> **Material provided**:
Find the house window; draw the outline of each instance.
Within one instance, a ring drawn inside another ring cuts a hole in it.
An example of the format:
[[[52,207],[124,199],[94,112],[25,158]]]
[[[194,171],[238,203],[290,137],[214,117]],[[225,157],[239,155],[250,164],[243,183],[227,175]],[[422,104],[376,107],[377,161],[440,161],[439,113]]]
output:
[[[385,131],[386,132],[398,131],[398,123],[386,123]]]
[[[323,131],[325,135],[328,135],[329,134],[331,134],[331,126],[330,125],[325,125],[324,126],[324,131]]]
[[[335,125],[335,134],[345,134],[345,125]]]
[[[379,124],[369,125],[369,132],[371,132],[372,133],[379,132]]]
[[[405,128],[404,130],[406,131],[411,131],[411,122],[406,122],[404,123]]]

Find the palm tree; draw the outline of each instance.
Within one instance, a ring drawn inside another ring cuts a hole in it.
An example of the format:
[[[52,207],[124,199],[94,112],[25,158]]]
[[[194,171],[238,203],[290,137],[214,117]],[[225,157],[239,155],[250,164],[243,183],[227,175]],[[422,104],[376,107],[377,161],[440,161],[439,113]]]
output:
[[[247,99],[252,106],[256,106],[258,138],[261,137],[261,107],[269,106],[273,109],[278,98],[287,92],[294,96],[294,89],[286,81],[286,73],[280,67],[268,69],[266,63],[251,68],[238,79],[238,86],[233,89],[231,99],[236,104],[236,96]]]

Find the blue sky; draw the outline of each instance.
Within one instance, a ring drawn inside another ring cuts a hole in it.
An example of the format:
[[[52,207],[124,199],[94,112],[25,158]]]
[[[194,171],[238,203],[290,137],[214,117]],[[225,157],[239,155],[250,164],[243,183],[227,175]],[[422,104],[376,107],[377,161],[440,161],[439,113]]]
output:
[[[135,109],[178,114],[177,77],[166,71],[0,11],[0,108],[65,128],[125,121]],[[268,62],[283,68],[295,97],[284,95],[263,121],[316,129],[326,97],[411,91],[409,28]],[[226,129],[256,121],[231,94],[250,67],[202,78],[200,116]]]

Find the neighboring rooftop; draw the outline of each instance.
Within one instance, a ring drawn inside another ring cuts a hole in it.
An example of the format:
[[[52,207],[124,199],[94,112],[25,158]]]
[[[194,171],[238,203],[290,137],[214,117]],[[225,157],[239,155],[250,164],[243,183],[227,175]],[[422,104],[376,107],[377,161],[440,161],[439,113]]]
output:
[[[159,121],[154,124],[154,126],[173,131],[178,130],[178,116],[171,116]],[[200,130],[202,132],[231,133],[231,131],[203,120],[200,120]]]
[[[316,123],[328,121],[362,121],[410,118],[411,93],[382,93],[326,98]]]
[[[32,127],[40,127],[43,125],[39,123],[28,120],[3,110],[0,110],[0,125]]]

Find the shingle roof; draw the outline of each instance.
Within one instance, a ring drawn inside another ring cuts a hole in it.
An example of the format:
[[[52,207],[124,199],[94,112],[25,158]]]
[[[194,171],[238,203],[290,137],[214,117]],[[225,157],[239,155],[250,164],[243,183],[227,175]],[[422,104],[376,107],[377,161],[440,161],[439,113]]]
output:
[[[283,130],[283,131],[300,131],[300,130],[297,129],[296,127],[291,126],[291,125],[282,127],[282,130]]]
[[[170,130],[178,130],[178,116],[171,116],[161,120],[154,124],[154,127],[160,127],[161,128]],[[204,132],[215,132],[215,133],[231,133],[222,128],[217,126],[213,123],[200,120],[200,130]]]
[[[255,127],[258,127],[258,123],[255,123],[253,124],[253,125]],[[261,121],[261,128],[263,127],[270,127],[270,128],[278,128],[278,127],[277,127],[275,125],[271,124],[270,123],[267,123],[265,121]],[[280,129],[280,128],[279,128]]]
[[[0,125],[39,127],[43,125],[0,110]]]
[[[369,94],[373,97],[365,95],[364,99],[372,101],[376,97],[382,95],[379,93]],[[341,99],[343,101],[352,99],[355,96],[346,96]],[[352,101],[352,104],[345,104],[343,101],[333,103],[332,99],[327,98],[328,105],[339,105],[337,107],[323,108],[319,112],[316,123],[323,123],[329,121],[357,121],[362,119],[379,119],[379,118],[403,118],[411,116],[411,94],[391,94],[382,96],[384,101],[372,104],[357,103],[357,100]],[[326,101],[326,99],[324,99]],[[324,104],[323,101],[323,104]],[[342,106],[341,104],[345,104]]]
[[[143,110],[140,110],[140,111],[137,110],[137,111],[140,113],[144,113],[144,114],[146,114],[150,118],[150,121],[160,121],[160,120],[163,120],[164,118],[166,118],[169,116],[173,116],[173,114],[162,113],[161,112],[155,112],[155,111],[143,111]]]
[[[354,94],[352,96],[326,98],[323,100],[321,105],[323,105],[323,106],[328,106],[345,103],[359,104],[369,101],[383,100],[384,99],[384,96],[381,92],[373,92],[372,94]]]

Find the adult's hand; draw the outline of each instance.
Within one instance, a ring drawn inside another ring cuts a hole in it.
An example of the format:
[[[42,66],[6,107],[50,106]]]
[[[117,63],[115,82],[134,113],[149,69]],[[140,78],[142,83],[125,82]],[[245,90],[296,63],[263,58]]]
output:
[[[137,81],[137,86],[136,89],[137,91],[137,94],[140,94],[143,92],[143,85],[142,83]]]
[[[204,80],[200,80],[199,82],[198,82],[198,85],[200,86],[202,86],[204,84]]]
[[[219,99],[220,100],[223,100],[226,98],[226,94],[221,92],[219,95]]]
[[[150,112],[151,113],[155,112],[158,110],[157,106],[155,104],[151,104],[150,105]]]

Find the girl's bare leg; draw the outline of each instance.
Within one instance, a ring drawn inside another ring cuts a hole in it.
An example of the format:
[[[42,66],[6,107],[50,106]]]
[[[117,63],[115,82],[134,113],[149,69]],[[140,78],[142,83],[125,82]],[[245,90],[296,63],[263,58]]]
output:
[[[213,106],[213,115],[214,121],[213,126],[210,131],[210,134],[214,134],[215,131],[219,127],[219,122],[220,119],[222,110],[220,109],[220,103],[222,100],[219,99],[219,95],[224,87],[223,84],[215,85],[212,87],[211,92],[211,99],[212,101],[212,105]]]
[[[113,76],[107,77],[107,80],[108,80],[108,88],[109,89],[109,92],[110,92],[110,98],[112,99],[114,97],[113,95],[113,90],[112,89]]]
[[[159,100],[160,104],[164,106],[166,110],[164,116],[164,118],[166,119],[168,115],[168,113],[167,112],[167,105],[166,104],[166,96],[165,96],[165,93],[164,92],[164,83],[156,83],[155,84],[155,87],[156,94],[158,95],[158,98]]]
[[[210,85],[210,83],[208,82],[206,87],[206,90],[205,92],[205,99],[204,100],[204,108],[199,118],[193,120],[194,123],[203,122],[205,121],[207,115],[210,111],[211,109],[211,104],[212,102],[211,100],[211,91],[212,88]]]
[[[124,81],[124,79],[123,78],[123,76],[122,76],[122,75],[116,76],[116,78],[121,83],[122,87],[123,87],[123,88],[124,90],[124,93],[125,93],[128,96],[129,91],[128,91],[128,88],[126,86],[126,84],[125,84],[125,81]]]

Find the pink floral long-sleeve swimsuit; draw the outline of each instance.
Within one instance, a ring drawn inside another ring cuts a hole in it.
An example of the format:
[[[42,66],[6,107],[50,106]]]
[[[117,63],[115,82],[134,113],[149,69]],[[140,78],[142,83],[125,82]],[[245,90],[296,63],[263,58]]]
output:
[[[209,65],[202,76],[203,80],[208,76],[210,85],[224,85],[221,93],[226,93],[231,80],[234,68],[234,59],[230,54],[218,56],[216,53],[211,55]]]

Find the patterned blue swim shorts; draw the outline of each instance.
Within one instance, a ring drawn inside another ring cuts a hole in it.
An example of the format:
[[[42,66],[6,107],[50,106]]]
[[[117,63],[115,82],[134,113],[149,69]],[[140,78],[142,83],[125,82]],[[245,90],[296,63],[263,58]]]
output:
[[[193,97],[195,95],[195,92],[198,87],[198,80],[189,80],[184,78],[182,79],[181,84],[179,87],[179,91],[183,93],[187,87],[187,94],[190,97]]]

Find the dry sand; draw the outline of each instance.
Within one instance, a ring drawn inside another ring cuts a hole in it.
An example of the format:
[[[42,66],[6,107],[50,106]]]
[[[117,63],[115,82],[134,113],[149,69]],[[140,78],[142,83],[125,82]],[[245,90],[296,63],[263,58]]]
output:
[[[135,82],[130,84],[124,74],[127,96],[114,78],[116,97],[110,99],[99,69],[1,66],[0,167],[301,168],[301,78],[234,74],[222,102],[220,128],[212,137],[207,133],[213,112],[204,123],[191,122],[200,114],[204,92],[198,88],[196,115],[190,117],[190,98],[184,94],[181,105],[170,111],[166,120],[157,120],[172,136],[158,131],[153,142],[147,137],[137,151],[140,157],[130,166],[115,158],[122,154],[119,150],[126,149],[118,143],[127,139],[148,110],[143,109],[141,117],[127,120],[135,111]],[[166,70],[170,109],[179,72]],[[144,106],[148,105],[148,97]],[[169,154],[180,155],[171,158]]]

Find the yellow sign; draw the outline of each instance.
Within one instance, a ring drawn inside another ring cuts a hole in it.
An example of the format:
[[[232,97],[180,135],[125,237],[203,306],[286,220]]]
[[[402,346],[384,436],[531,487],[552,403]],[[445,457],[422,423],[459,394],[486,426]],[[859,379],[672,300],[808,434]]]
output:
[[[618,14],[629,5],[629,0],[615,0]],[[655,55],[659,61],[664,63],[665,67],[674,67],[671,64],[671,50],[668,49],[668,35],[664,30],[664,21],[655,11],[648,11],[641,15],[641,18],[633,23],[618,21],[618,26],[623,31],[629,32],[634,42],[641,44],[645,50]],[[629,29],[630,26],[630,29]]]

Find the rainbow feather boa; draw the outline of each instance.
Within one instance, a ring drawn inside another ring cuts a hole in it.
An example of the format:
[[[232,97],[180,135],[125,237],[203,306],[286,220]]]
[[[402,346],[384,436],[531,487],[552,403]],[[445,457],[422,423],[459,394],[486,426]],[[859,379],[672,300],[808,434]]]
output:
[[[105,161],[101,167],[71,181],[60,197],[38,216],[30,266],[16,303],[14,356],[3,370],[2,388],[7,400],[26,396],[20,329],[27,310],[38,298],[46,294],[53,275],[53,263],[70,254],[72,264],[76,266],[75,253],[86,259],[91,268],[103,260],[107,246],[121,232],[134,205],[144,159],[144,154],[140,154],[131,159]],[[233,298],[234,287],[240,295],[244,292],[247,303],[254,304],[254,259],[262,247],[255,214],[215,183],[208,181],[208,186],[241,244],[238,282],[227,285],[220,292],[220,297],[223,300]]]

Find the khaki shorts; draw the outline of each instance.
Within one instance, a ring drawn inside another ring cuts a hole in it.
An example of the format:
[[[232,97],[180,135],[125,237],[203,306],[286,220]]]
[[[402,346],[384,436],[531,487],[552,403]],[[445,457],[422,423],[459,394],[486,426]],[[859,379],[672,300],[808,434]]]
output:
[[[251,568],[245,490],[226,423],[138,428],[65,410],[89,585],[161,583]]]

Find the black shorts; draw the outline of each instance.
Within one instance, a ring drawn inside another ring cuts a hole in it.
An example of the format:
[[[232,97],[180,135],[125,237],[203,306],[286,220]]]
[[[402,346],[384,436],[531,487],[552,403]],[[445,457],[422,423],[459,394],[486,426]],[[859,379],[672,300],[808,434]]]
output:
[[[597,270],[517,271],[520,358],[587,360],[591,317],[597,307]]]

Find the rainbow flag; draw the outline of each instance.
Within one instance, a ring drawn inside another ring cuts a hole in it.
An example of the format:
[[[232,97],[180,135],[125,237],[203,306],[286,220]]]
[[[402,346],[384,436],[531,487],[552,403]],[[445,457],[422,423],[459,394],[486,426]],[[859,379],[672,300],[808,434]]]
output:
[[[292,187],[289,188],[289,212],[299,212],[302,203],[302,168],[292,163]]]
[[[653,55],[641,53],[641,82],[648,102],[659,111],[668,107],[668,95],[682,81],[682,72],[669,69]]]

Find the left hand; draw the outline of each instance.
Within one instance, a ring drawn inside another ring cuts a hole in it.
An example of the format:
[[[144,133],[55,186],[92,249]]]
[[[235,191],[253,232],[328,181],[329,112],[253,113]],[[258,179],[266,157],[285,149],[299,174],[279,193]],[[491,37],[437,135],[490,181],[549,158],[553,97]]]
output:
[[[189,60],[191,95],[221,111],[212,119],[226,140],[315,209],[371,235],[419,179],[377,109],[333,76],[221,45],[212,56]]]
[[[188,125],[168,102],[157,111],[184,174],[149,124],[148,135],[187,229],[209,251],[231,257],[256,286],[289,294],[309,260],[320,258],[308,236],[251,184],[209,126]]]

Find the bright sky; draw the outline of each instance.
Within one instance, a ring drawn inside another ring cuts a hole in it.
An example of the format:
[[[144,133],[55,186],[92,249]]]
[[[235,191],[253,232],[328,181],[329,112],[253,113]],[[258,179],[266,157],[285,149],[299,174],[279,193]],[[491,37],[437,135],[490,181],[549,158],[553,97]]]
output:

> **Task to carry out**: Give the records as a Markdown table with the columns Row and Line, one numbered row per line, starting with the line containing "Find the khaki" and going on through the line containing "[[[597,270],[517,271],[520,358],[587,360],[591,317],[597,307]]]". Leave out blank lines.

> **Answer below**:
| Row | Line |
|---|---|
| 1 | Find the khaki shorts; draw the outline of each instance. |
| 2 | Within one instance, a ring drawn inside another ring cuts a hole in it. |
| 3 | An example of the format: |
| 4 | [[[232,97],[180,135],[125,237],[203,306],[286,220]]] |
| 5 | [[[402,346],[384,436],[531,487],[552,403]],[[445,457],[422,423],[459,394],[486,426]],[[859,379],[672,300],[808,434]]] |
| 6 | output: |
| 7 | [[[251,568],[245,490],[226,423],[138,428],[65,410],[89,585],[161,583]]] |
| 8 | Find the black shorts; draw the outline of each instance. |
| 9 | Within one instance, a ring drawn inside another ring cuts a hole in it. |
| 10 | An example of the format: |
| 11 | [[[232,97],[180,135],[125,237],[203,306],[286,220]]] |
| 12 | [[[402,346],[384,436],[531,487],[552,403]],[[445,457],[422,423],[459,394],[486,426]],[[859,379],[672,300],[808,434]]] |
| 13 | output: |
| 14 | [[[597,270],[517,271],[520,358],[587,360],[591,317],[597,307]]] |